Posted in Anthropology, Books, Health/Medicine/Genetics, Media Archive, Monographs on 2012-06-03 17:47Z by Steven

Race? Debunking a Scientific Myth

Texas A&M University Press
2011-09-01
256 pages
6 x 9
Photo. 9 line art. 6 tables. Index.
Cloth ISBN: 978-1-60344-425-5

Ian Tattersall, Curator Emeritus
American Museum of Natural History

Rob DeSalle, Curator of Entomology
American Museum of Natural History in the Sackler Institute for Comparative Genomics

Race has provided the rationale and excuse for some of the worst atrocities in human history. Yet, according to many biologists, physical anthropologists, and geneticists, there is no valid scientific justification for the concept of race.

To be more precise, although there is clearly some physical basis for the variations that underlie perceptions of race, clear boundaries among “races” remain highly elusive from a purely biological standpoint. Differences among human populations that people intuitively view as “racial” are not only superficial but are also of astonishingly recent origin.

Goal of the exercise: Carry the book description about race as a scientific myth forward from its last sentence.

Supplied information:
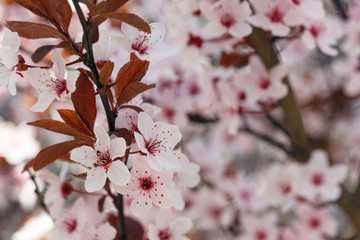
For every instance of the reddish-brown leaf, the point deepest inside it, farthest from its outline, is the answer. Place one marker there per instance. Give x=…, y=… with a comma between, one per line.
x=71, y=118
x=131, y=91
x=124, y=133
x=84, y=100
x=130, y=19
x=53, y=152
x=42, y=51
x=106, y=72
x=57, y=126
x=133, y=107
x=134, y=229
x=32, y=30
x=36, y=7
x=57, y=12
x=234, y=59
x=133, y=71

Output of the task:
In this intriguing and highly accessible book, physical anthropologist Ian Tattersall and geneticist Rob DeSalle, both senior scholars from the American Museum of Natural History, explain what human races actually are—and are not—and place them within the wider perspective of natural diversity. They explain that the relative isolation of local populations of the newly evolved human species during the last Ice Age—when Homo sapiens was spreading across the world from an African point of origin—has now begun to reverse itself, as differentiated human populations come back into contact and interbreed. Indeed, the authors suggest that all of the variety seen outside of Africa seems to have both accumulated and started reintegrating within only the last 50,000 or 60,000 years—the blink of an eye, from an evolutionary perspective.

The overarching message of Race? Debunking a Scientific Myth is that scientifically speaking, there is nothing special about racial variation within the human species. These distinctions result from the working of entirely mundane evolutionary processes, such as those encountered in other organisms.